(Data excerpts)
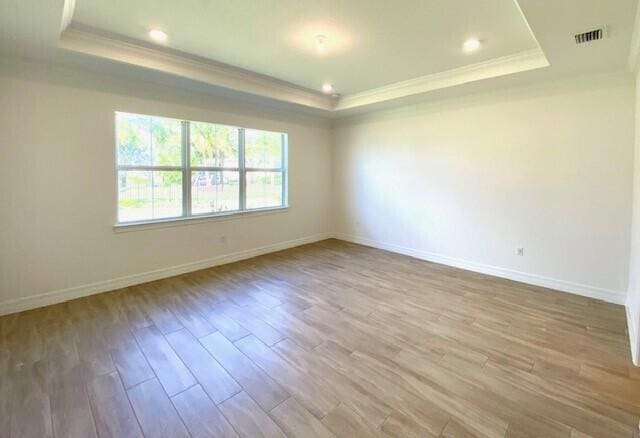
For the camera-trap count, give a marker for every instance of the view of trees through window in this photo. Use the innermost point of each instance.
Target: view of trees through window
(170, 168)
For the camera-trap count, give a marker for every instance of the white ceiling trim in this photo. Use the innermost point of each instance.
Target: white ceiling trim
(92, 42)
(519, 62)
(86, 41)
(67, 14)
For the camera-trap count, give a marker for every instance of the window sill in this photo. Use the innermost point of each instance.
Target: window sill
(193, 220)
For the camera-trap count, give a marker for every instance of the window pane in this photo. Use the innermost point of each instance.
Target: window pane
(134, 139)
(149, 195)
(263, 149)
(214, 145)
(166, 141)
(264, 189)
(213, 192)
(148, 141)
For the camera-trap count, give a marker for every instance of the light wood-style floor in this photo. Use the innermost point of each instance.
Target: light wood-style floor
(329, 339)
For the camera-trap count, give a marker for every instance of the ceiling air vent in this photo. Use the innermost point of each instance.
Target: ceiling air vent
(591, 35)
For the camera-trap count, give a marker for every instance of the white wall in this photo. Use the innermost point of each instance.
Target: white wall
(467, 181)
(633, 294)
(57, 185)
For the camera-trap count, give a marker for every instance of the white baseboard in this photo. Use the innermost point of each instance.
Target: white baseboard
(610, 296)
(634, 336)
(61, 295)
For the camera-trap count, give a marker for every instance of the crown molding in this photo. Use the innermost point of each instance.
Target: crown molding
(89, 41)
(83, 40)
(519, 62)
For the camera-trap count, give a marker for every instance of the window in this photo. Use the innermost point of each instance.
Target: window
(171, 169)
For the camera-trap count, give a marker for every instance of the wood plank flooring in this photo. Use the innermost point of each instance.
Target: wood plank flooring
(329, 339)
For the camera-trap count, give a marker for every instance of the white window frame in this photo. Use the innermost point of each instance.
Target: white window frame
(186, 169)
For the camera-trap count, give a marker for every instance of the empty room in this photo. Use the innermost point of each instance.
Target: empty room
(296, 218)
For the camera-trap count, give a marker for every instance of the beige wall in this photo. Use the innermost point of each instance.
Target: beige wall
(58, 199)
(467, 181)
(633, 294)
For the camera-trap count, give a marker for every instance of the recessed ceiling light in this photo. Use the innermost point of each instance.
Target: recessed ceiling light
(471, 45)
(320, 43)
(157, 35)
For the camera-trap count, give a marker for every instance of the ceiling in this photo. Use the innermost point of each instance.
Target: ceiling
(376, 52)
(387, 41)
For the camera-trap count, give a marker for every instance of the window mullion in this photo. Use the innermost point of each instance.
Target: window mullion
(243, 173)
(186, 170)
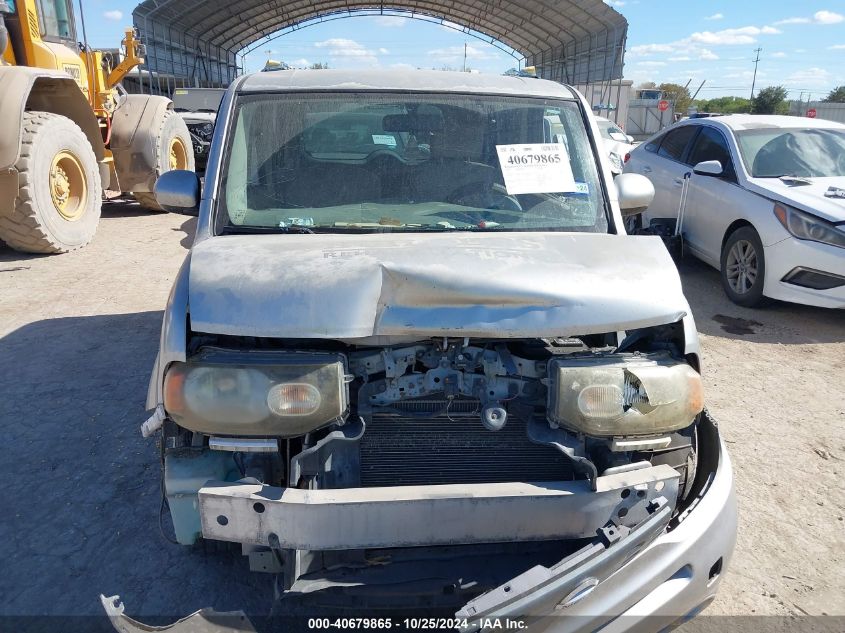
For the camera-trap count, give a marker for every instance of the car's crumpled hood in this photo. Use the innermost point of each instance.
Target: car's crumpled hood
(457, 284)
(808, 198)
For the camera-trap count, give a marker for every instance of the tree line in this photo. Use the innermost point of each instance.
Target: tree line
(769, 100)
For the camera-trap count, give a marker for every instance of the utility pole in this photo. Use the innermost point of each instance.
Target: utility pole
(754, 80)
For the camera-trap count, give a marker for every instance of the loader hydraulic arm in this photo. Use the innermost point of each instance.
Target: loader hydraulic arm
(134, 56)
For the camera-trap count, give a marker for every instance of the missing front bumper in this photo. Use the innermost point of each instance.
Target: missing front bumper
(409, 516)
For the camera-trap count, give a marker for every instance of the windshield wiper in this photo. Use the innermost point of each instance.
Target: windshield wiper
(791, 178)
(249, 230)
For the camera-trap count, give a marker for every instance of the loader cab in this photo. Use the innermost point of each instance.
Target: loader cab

- _EXERCISE BRIEF_
Retype the records above exactly, leaving every picture out of your copy.

- _EXPECTED ANSWER_
For the camera-trap count, give a marker for every instance of the view of trees through window in this photo. Use the innermost point of each instance.
Target: view of trees through window
(170, 168)
For the camera-trap count, give a marker for every instance of the white ceiling trim in this photo. Use the innermost point of each instance.
Target: white ceiling trim
(92, 42)
(519, 62)
(86, 41)
(67, 14)
For the camera-trap count, give a marker for every instance of the window sill in this photo. Use the innermost point of each instance.
Target: window sill
(193, 220)
For the camera-trap count, give a marker for every instance of the window pane in this photo. Use the innermost point of each instance.
Target: window pane
(134, 139)
(149, 195)
(263, 149)
(214, 145)
(166, 141)
(264, 189)
(213, 192)
(148, 141)
For the camera-trap count, give a marker for every instance of the light wood-style floor in this photo. Use the innermost point of each instance.
Target: light wood-style floor
(329, 339)
For the camera-trap count, give a marker for every instance of the ceiling air vent in this photo. Use the innermost point of each instance.
Target: ceiling air vent
(591, 35)
For the camera-trap count, give a marker for every instance of the white wall in this photo. Use the innermost point of each instance.
Target: white wall
(467, 181)
(633, 294)
(57, 185)
For the camera-trap count, give a marker for every instance of the white baseboard in this photo. Use the innermost point of each instance.
Target: white baseboard
(610, 296)
(634, 336)
(61, 295)
For the camera-trap count, give a marker for every instance of the crown molding in this photo. Use the innermost point of each instance.
Target: crown molding
(89, 41)
(83, 40)
(519, 62)
For the camera-trap count, give a marker for every instance of the window in this photo. Use the innermost point of each instance.
Target: window
(171, 169)
For the camera-trap count, give a marker for every instance of the wood plank flooring in this photo. Use the innermost point of each instance.
Target: wood plank flooring
(329, 339)
For the camera-trap count, give a marker for every instance of the white window frame in this photo. Use the innermost point of each instance.
Target: white window frame
(186, 169)
For the camera-trap count, give a marker for every instance of the empty room in this photo. Use the innermost point of each instance.
Target: empty room
(296, 218)
For the camera-trap count, give a marker for every instance of the beige wall in this photo. Use the innermost point of each instance.
Target: beige wall
(58, 199)
(467, 181)
(633, 294)
For the camera-trap count, give a marker for every instance of the recessed ceiling light in this photo. Use the innermost point of each instance.
Target: recessed ceiling light
(471, 45)
(320, 43)
(157, 35)
For the camera-trap count, give a marker for every instance of the ceiling in this photo. Use the innermost point of each instance.
Target: ceiling
(376, 52)
(387, 41)
For the camera-trap count, give a marker for every instance of the window mullion in this photo. Use the innermost point of each instance.
Target: window mullion
(243, 173)
(186, 170)
For the camera-trap count, give a marker for every instance of the car's crumpled hood in this photo. Use the innermost point of each instance.
Target: car's crumpled hood
(457, 284)
(808, 198)
For the camera-trap count, give a marker for every instance of the tree line in this photo. Use the innermost point of each instance.
Target: tree line
(769, 100)
For the camera-trap count, give a marker for every instance of the utility pole in this photo. Use the innermost point of each instance.
Target: utility pole
(754, 80)
For the camera-trap count, give a marker for every instance of the loader hydraulic arm in this photo. Use the innermost point of each instance.
Target: loader hydraulic arm
(134, 56)
For the camera-trap count, give a marker for every instance of the missing front bumper in this photo. Use the innermost point of each instance.
Target: missing front bumper
(409, 516)
For the camera-trap count, give a marker for every instance of the windshield wiper in this photo. Use the innermost point of each instance.
Target: windshield wiper
(791, 178)
(249, 230)
For the camera-trap count, give a marker for every instance of the loader cab in this photo. Use the innermost point of each instance.
Target: loader cab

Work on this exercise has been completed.